• **Requirement**
Can you output the records below exactly as they are written?

═══ The records

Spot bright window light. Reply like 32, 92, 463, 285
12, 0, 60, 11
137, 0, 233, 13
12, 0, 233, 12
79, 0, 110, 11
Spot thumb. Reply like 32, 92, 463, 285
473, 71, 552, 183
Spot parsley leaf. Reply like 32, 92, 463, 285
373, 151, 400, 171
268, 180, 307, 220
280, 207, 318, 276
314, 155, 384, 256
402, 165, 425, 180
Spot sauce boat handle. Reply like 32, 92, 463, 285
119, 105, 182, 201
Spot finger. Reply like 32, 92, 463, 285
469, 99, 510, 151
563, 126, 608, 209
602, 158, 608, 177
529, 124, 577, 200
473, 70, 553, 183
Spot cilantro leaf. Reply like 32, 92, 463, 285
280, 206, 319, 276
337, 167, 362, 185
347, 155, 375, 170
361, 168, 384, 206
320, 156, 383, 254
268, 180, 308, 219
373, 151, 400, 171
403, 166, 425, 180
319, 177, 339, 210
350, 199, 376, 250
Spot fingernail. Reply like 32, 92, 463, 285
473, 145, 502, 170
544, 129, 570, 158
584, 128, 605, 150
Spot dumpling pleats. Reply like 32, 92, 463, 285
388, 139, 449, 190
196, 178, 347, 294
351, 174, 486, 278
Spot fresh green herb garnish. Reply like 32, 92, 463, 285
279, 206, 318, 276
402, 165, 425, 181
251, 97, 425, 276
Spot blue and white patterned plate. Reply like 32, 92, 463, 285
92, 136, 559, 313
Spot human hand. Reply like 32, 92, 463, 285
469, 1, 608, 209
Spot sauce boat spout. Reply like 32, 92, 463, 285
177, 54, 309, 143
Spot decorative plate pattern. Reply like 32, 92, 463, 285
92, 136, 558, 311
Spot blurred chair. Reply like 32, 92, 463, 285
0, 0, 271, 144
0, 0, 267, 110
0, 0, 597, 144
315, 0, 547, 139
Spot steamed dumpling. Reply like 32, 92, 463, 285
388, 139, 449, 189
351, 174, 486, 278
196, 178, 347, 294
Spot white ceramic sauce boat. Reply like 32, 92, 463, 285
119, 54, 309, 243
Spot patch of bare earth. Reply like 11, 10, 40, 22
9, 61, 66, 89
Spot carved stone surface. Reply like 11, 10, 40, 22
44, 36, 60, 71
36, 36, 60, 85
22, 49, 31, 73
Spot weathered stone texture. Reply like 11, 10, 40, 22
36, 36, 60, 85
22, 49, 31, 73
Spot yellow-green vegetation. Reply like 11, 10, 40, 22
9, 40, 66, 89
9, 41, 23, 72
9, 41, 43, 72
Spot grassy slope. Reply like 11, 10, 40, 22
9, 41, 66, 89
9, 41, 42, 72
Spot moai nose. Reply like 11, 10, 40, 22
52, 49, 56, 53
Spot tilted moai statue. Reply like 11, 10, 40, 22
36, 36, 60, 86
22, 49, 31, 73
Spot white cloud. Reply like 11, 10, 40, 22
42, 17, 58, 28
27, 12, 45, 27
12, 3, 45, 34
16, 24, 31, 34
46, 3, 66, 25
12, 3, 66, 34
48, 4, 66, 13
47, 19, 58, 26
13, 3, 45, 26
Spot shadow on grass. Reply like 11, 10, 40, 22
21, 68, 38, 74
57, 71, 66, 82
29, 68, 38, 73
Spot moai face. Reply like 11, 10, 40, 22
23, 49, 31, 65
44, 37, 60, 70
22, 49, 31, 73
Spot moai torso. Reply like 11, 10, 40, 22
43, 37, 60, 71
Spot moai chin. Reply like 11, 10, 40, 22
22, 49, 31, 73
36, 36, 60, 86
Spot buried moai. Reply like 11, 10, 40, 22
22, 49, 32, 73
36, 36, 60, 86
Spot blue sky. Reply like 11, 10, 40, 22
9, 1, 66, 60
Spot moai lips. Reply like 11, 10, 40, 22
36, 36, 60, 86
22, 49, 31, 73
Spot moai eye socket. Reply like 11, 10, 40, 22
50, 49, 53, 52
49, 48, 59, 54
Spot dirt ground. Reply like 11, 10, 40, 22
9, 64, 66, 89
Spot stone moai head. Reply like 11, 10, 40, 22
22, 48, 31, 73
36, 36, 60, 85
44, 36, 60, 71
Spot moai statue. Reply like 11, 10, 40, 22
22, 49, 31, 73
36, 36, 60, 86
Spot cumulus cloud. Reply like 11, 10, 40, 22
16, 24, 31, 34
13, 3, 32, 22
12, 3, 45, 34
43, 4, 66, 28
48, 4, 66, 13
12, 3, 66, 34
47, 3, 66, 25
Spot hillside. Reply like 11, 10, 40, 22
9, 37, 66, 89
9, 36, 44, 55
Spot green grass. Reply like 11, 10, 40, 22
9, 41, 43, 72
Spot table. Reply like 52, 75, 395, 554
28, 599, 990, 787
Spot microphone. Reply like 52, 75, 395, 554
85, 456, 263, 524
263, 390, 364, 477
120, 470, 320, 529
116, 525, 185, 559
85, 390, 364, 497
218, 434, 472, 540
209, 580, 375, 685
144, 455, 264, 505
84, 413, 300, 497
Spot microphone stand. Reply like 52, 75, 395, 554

══════

• **Exercise output**
Spot bright window light. Reply like 32, 92, 463, 285
12, 0, 60, 11
137, 0, 233, 13
12, 0, 233, 12
79, 0, 110, 11
Spot thumb. Reply like 32, 92, 463, 285
473, 71, 552, 183
Spot parsley leaf. Reply like 32, 92, 463, 285
373, 151, 400, 171
268, 180, 307, 220
280, 207, 318, 276
314, 155, 384, 256
402, 165, 425, 180
Spot sauce boat handle. Reply like 32, 92, 463, 285
119, 105, 182, 201
Spot finger. Reply like 32, 92, 463, 285
469, 99, 510, 151
563, 126, 608, 209
602, 158, 608, 177
529, 124, 577, 200
473, 70, 553, 183
Spot cilantro leaf. Reply like 32, 92, 463, 285
280, 206, 319, 276
337, 167, 362, 185
347, 155, 375, 170
361, 168, 384, 206
320, 156, 383, 254
268, 180, 308, 219
373, 151, 400, 171
403, 166, 425, 180
319, 177, 339, 210
350, 199, 376, 250
Spot fingernail. Reply like 32, 92, 463, 285
473, 145, 502, 170
544, 129, 570, 158
584, 128, 605, 150
Spot dumpling pleats. Reply like 32, 92, 463, 285
388, 139, 449, 190
196, 178, 347, 294
351, 174, 486, 278
Spot fresh green herb garnish. Reply like 32, 92, 463, 285
279, 206, 318, 276
402, 165, 425, 181
251, 97, 425, 276
Spot blue and white patterned plate. Reply like 32, 92, 463, 285
92, 136, 559, 313
Spot human hand. Reply like 32, 92, 463, 285
469, 1, 608, 209
Spot sauce boat spout. Reply like 32, 92, 463, 285
177, 54, 309, 143
Spot decorative plate pattern. Reply like 32, 92, 463, 285
92, 136, 558, 311
Spot blurred chair. Reply like 32, 92, 463, 285
0, 0, 271, 144
0, 0, 267, 110
0, 0, 597, 144
315, 0, 547, 139
Spot steamed dumpling. Reply like 32, 92, 463, 285
388, 139, 449, 189
351, 174, 486, 278
196, 178, 347, 294
Spot white ceramic sauce boat. Reply like 32, 92, 463, 285
119, 54, 309, 243
Spot patch of bare earth. Reply like 11, 10, 40, 22
9, 61, 66, 89
Spot carved stone surface. Reply like 11, 10, 40, 22
44, 36, 60, 71
36, 36, 60, 85
22, 49, 31, 73
Spot weathered stone texture. Reply like 11, 10, 40, 22
36, 36, 60, 85
22, 49, 31, 73
Spot yellow-green vegetation. Reply like 11, 10, 40, 22
9, 40, 66, 89
9, 41, 23, 72
9, 41, 43, 72
Spot grassy slope. Reply like 11, 10, 40, 22
9, 41, 66, 89
9, 41, 42, 72
Spot moai nose. Reply like 11, 10, 40, 22
52, 49, 56, 53
Spot tilted moai statue. Reply like 11, 10, 40, 22
36, 36, 60, 86
22, 49, 31, 73
Spot white cloud. Reply like 11, 10, 40, 22
42, 17, 58, 28
27, 12, 45, 27
12, 3, 45, 34
16, 24, 31, 34
46, 3, 66, 25
12, 3, 66, 34
48, 4, 66, 13
47, 19, 58, 26
13, 3, 45, 26
Spot shadow on grass. Reply like 11, 10, 40, 22
21, 68, 38, 74
57, 71, 66, 82
29, 68, 38, 73
Spot moai face. Reply like 11, 10, 40, 22
23, 49, 31, 65
44, 37, 60, 70
22, 49, 31, 73
Spot moai torso. Reply like 11, 10, 40, 22
43, 37, 60, 71
Spot moai chin. Reply like 11, 10, 40, 22
22, 49, 31, 73
36, 36, 60, 86
Spot buried moai. Reply like 11, 10, 40, 22
22, 49, 32, 73
36, 36, 60, 86
Spot blue sky. Reply like 11, 10, 40, 22
9, 1, 66, 60
Spot moai lips. Reply like 11, 10, 40, 22
36, 36, 60, 86
22, 49, 31, 73
Spot moai eye socket. Reply like 11, 10, 40, 22
50, 49, 53, 52
49, 48, 59, 54
Spot dirt ground. Reply like 11, 10, 40, 22
9, 64, 66, 89
Spot stone moai head. Reply like 11, 10, 40, 22
22, 48, 31, 73
36, 36, 60, 85
44, 36, 60, 71
Spot moai statue. Reply like 11, 10, 40, 22
22, 49, 31, 73
36, 36, 60, 86
Spot cumulus cloud. Reply like 11, 10, 40, 22
16, 24, 31, 34
13, 3, 32, 22
12, 3, 45, 34
43, 4, 66, 28
48, 4, 66, 13
12, 3, 66, 34
47, 3, 66, 25
Spot hillside. Reply like 11, 10, 40, 22
9, 37, 66, 89
9, 36, 44, 55
Spot green grass. Reply like 11, 10, 40, 22
9, 41, 43, 72
Spot table. Reply like 52, 75, 395, 554
28, 599, 990, 787
Spot microphone. Reply like 52, 75, 395, 554
85, 456, 263, 524
263, 390, 364, 477
120, 470, 320, 529
116, 525, 185, 559
85, 390, 364, 497
218, 434, 472, 540
209, 580, 375, 685
144, 455, 264, 505
84, 413, 300, 497
Spot microphone stand. Reply like 52, 75, 395, 554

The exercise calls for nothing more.